# Tp-link w8968 antenna issue.



## amjath (Jun 30, 2015)

Guys I bought this modem + router. I received v3. I tested WiFi range for it. 

The distance is 14 feet, with no walls in between.

Tested with 2 antenna: 3 tower.
Tested with right antenna alone: 4 tower.
Tested with left antenna alone: WiFi disconnects.

I knew there is antenna problem but I thought it's only for few devices.
Bought from Amazon on Saturday. I could return it. Reply quick.

- - - Updated - - -

Bump
 [MENTION=126812]whitestar_999[/MENTION]


----------



## amjath (Jul 1, 2015)

[MENTION=32490]krishnandu.sarkar[/MENTION]


----------



## whitestar_999 (Jul 1, 2015)

try right antenna in left port to see what happens.


----------



## amjath (Jul 1, 2015)

whitestar_999 said:


> try right antenna in left port to see what happens.



I did it's the same. I guess its not Antenna. That is causing this issue


----------



## krishnandu.sarkar (Jul 1, 2015)

amjath said:


> I did it's the same. I guess its not Antenna. That is causing this issue



Then it might be the issue with the router? Why couldn't you return it then?


----------



## whitestar_999 (Jul 1, 2015)

it seems like this is by design:
Left port where antenna is attached is not working


----------



## krishnandu.sarkar (Jul 1, 2015)

whitestar_999 said:


> it seems like this is by design:
> Left port where antenna is attached is not working



Looks like it's default in V3. But why would TP-Link do such idiotic thing? Just for show and sale value?


----------



## ratul (Jul 2, 2015)

I got the V3, and i can assure that both antennas work on my W8968, this is what i did:
1. Have a laptop with 150Mbps wifi card connected (Centrino 2230) to W8968, 130-144Mbps full signal bar connection connected with the router in another room with both antennas intact.
2. Removed the right antenna, and the data rate drops to 60-72Mbps, never crosses 72Mbps as reported by Intel Wifi Connection Utility, but the signal bar shows full strength on the laptop.
3. Connected the right antenna and disconnected the left one, data rate hovers between 117Mbps-144Mbps, but signal drops to one bar on the laptop.
4. Back to normal with both antennas connected again.

So for me, one antenna is working more for signal strength, and one more for the data rate limits. i'd recommend to check that at your end, and if the issue still persists, RMA the router or return it.


----------



## papul1993 (Jul 2, 2015)

I have read quite a few users reporting that one antenna is just for show. This device is actually a single antenna device.


----------



## krishnandu.sarkar (Jul 2, 2015)

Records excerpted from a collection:
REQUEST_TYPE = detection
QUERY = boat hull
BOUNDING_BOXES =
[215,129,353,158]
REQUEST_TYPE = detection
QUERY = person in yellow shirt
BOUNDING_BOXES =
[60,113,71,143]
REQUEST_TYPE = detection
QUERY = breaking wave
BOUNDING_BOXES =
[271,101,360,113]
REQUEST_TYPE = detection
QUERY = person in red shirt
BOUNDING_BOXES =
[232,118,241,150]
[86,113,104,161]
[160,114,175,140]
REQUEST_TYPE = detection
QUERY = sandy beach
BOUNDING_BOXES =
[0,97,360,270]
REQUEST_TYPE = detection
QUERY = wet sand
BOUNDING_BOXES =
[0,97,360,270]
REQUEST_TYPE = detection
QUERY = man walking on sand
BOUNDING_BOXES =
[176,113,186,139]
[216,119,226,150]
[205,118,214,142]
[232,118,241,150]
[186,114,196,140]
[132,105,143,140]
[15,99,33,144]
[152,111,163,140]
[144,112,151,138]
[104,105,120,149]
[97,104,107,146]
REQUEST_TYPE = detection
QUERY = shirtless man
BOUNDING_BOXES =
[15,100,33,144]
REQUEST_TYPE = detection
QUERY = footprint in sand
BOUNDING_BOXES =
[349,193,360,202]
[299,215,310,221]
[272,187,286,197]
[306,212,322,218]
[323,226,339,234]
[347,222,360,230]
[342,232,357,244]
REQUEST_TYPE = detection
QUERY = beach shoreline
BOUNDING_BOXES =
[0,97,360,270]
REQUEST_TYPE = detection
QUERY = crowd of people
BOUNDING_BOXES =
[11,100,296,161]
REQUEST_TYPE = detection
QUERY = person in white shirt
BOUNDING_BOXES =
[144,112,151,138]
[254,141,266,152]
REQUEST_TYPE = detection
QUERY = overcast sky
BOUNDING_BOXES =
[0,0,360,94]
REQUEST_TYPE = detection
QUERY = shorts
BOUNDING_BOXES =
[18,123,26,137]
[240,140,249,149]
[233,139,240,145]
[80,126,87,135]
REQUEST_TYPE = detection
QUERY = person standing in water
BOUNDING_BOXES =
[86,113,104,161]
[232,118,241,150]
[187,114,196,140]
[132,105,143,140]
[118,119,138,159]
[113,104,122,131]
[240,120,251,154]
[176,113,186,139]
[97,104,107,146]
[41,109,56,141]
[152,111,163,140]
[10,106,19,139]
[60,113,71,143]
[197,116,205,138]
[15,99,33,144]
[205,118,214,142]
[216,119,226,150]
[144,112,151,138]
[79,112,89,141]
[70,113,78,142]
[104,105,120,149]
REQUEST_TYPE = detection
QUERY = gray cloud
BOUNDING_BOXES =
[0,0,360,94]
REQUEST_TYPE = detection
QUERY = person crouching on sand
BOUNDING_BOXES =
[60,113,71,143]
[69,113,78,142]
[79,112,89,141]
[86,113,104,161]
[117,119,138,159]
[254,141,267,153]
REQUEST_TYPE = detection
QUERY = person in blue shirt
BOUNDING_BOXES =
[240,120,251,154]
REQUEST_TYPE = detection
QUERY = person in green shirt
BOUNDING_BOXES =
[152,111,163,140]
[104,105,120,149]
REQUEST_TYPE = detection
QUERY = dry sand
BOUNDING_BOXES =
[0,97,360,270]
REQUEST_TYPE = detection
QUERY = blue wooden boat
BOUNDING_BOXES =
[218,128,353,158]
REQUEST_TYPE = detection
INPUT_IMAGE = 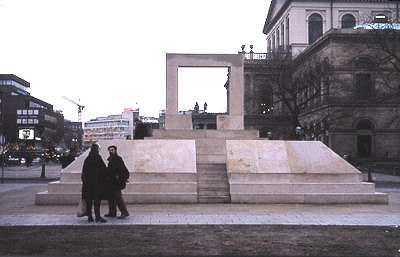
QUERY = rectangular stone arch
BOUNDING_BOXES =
[165,53,244,130]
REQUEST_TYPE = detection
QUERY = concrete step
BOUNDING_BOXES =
[198,184,229,192]
[196,138,226,155]
[199,196,231,203]
[197,160,230,203]
[197,183,229,190]
[230,183,375,194]
[228,173,362,184]
[48,181,197,194]
[153,129,258,139]
[35,191,198,205]
[231,193,389,204]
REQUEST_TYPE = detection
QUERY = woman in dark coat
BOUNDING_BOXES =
[81,144,109,222]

Work instructions ::
Please write the next part of the forum thread about the TP-Link W8968 antenna problem, picking up right after its final line.

Answer to this problem ::
Thanks  [MENTION=122731]ratul[/MENTION] for sharing your exrperience. Now I strongly believe this is some issue on hardware end and you should RMA it or return it back. Peoples in TP Link forum seems to be fooling other users by saying one antenna is for show.


----------



## amjath (Jul 2, 2015)

[MENTION=122731]ratul[/MENTION] thanks for the experience, I will return the router and get a new one


----------



## kg11sgbg (Jul 2, 2015)

papul1993 said:


> I have read quite a few users reporting that one antenna is just for show. This device is actually a single antenna device.



Ridiculous!!!!!!!!!!!!!!!!!!!!
Is it possible by any company such as TP-Link???

Those users are actually ... @#$%&*&$%@!@@*(&^


----------



## Faun (Jul 20, 2015)

amjath said:


> [MENTION=122731]ratul[/MENTION] thanks for the experience, I will return the router and get a new one



Did you receive new item ? How much was the cost of original purchase ?


----------



## amjath (Jul 20, 2015)

Faun said:


> Did you receive new item ? How much was the cost of original purchase ?


Yep received it in 2 days, have to order again no replacement. First time when I order it was 1800+, second time when I order it is 1600+  the issue is common I guess, the WiFi range is limited, but I suffice the need so kept the reordered product.


----------



## rahul7 (Jul 25, 2015)

amjath said:


> Yep received it in 2 days, have to order again no replacement. First time when I order it was 1800+, second time when I order it is 1600+  the issue is common I guess, the WiFi range is limited, but I suffice the need so kept the reordered product.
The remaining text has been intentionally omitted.